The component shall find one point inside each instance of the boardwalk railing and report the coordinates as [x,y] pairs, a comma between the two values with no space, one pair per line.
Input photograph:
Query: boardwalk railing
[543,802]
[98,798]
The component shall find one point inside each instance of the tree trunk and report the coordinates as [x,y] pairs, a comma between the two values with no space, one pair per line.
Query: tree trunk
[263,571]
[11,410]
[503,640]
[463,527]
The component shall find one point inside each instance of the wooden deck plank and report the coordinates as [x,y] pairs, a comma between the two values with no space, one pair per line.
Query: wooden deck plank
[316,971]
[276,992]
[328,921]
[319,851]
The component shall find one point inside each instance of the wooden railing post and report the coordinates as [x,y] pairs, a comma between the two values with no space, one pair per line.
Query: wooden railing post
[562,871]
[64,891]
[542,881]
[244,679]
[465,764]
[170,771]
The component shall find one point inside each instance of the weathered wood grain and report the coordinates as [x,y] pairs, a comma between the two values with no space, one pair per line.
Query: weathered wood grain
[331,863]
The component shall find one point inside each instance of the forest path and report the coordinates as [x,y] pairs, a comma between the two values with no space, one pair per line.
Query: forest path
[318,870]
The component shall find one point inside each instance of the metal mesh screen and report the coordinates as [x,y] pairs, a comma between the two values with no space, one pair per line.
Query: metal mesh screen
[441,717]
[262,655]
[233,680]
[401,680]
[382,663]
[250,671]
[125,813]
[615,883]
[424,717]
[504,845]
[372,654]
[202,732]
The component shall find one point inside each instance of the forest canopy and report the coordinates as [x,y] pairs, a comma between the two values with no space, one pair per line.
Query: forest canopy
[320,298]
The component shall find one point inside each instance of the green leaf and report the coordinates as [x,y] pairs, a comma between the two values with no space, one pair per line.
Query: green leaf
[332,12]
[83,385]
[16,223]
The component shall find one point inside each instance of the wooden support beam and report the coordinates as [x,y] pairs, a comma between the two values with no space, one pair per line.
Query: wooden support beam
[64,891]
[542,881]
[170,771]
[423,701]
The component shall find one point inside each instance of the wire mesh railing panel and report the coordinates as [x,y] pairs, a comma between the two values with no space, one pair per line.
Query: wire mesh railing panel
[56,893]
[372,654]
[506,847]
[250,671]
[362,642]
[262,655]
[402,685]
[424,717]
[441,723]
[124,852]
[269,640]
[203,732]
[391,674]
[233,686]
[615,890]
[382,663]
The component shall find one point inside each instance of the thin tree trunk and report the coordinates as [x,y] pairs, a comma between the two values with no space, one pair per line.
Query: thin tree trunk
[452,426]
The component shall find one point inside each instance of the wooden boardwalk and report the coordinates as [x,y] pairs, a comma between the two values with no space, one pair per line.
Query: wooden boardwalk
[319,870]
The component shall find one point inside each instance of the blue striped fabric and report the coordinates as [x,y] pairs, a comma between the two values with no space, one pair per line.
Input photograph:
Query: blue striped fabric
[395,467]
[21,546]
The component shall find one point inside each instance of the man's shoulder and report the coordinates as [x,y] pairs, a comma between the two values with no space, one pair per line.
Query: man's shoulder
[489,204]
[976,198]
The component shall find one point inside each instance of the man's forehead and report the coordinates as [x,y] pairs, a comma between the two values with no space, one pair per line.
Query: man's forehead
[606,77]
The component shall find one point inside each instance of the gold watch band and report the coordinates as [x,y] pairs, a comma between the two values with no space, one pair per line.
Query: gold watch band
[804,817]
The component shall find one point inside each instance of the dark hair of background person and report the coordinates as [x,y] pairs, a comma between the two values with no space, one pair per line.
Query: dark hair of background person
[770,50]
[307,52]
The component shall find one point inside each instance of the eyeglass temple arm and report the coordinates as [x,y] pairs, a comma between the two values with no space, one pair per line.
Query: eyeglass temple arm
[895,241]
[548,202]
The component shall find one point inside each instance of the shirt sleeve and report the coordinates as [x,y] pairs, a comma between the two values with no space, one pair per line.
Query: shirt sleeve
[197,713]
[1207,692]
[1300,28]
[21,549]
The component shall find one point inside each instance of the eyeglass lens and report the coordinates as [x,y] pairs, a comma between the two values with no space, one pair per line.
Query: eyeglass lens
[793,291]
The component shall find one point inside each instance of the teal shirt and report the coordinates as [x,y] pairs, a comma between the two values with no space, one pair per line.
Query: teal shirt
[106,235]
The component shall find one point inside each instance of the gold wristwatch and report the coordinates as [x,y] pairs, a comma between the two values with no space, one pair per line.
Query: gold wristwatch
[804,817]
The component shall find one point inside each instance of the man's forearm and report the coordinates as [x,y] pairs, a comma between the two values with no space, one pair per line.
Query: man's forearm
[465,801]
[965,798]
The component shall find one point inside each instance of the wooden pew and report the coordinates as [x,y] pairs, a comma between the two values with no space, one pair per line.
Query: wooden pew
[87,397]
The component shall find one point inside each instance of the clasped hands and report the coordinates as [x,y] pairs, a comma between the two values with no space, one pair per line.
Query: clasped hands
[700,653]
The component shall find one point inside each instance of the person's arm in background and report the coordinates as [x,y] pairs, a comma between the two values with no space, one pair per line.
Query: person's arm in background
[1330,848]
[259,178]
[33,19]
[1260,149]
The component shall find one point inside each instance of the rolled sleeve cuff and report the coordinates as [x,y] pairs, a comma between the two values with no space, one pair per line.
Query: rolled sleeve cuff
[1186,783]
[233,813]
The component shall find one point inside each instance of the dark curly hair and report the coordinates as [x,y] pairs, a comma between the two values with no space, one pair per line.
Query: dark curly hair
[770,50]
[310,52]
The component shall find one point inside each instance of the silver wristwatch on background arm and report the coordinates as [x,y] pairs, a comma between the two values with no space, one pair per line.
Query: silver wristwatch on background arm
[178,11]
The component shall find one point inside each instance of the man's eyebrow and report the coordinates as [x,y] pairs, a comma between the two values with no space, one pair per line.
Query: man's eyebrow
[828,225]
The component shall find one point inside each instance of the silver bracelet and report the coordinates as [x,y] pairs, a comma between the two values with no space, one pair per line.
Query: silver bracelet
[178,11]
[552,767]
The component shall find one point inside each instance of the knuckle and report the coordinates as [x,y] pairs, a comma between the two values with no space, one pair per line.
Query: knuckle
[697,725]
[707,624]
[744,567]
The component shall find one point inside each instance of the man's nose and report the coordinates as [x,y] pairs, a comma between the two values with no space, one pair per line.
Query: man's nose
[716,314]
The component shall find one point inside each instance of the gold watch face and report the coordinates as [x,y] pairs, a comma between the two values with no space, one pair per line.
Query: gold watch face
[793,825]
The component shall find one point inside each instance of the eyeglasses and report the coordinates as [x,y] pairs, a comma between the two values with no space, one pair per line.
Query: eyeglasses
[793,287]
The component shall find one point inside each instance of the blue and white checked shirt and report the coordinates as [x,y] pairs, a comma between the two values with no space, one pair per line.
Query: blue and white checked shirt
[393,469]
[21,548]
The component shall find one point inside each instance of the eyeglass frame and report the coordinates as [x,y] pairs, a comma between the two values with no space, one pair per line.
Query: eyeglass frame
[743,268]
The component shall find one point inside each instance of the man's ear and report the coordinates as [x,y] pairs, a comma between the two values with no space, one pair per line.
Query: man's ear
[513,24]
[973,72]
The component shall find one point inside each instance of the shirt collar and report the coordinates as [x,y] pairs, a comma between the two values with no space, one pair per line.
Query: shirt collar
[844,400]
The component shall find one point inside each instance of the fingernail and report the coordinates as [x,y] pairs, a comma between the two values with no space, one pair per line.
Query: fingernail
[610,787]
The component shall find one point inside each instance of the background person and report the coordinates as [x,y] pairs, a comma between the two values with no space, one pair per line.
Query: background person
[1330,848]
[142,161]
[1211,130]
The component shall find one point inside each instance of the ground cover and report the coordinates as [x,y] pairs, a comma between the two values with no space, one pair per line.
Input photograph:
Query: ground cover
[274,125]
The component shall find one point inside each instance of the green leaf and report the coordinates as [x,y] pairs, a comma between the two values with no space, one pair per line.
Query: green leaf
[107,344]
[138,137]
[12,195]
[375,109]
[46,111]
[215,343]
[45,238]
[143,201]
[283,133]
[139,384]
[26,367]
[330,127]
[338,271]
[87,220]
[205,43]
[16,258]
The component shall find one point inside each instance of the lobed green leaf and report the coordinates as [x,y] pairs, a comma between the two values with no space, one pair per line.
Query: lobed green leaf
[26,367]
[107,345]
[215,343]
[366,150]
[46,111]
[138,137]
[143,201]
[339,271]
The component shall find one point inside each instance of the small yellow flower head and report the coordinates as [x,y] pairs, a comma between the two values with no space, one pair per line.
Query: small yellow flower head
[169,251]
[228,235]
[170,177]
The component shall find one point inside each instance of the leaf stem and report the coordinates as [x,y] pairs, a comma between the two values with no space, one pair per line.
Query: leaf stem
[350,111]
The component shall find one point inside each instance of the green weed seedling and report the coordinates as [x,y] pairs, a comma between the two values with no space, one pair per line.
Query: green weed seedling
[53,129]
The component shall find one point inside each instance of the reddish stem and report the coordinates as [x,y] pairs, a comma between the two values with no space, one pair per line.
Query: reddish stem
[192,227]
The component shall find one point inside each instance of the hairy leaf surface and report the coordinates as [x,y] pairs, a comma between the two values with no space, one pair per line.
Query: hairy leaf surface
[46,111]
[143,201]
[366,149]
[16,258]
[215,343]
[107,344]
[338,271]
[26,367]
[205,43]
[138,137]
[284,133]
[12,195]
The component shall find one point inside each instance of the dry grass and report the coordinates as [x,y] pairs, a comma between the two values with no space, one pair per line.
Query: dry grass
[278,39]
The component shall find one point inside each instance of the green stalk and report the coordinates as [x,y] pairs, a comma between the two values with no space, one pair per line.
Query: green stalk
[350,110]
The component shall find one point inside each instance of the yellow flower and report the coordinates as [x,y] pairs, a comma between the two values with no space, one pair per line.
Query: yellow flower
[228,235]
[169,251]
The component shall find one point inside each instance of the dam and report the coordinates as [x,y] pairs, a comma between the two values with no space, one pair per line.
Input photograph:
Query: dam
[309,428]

Stated task — Format as a JSON list of strings the lines running from the line containing "the dry grass" through the last line of the rows, both ends included, one string per line and blank lines omitted.

Result of the exercise —
[
  "The component shall find one point inside each instance of the dry grass and report the coordinates as [x,y] pairs, a comma between the two values with no space, one pair per line.",
  "Query: dry grass",
  "[278,39]",
  "The component shall find one point inside each instance of the green stalk and report the coordinates as [x,y] pairs, a comma between the two values with no space, one pair per line.",
  "Query: green stalk",
  "[350,110]",
  "The component shall find one point inside each instance of the yellow flower and report the coordinates as [x,y] pairs, a comma between the two values with no space, one pair per line.",
  "Query: yellow flower",
  "[228,235]",
  "[169,251]",
  "The component shall find one point inside each instance of the dam and report the coordinates as [x,y] pairs, a comma between the two values with no space, one pair per line.",
  "Input photograph:",
  "Query: dam",
  "[309,428]"
]